- Exercise details:
Copy out the lines of the material below word for word, leaving the pictures out.

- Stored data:
○ ○ ○ ○ ○
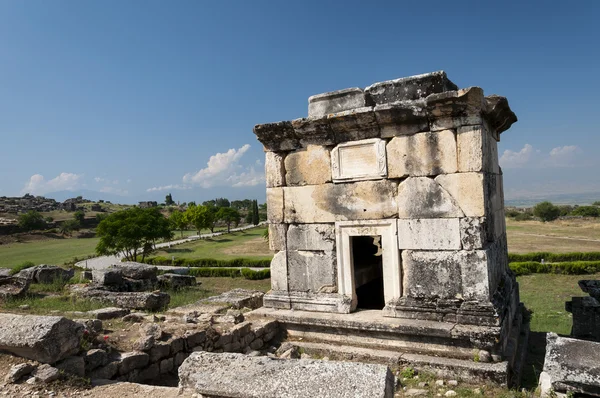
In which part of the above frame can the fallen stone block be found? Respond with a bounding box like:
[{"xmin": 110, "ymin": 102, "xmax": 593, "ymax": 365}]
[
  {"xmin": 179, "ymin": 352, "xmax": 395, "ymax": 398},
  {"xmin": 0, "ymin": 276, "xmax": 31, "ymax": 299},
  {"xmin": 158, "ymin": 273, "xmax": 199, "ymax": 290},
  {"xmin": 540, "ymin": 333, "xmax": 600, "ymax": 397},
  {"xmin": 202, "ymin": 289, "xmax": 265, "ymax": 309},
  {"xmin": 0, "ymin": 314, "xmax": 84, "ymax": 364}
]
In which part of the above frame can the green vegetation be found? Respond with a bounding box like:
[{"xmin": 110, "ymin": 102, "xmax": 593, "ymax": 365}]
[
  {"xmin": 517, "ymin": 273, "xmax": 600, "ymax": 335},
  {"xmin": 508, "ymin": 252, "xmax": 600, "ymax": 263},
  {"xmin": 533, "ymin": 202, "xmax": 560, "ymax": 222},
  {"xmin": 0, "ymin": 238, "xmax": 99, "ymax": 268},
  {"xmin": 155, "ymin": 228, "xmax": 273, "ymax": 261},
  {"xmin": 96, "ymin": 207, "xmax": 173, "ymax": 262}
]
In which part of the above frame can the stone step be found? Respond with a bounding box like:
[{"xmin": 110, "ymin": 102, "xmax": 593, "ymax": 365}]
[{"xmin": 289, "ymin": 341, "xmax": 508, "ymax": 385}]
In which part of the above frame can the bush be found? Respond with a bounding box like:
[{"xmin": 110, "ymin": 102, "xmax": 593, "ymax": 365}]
○ ○ ○ ○ ○
- Exercise response:
In which part of the above frame can the fallen stone block be found? Respond with a bounding box like:
[{"xmin": 110, "ymin": 102, "xmax": 593, "ymax": 365}]
[
  {"xmin": 179, "ymin": 352, "xmax": 395, "ymax": 398},
  {"xmin": 0, "ymin": 276, "xmax": 31, "ymax": 299},
  {"xmin": 158, "ymin": 273, "xmax": 199, "ymax": 290},
  {"xmin": 540, "ymin": 333, "xmax": 600, "ymax": 397},
  {"xmin": 202, "ymin": 289, "xmax": 265, "ymax": 309},
  {"xmin": 0, "ymin": 314, "xmax": 84, "ymax": 364}
]
In which part of the above frame can the green vegetation be found? Respond with a bounding box like:
[{"xmin": 110, "ymin": 102, "xmax": 593, "ymax": 365}]
[
  {"xmin": 517, "ymin": 273, "xmax": 600, "ymax": 335},
  {"xmin": 508, "ymin": 252, "xmax": 600, "ymax": 263},
  {"xmin": 533, "ymin": 202, "xmax": 560, "ymax": 222},
  {"xmin": 0, "ymin": 238, "xmax": 99, "ymax": 268},
  {"xmin": 155, "ymin": 228, "xmax": 273, "ymax": 261},
  {"xmin": 96, "ymin": 207, "xmax": 173, "ymax": 262}
]
In which part of the above frame can the stone step be found? Respond with a bounding box like:
[{"xmin": 110, "ymin": 102, "xmax": 593, "ymax": 365}]
[{"xmin": 289, "ymin": 341, "xmax": 508, "ymax": 385}]
In which part of the above frame can the bush be found? Respond with a bounding box like:
[{"xmin": 110, "ymin": 102, "xmax": 593, "ymax": 365}]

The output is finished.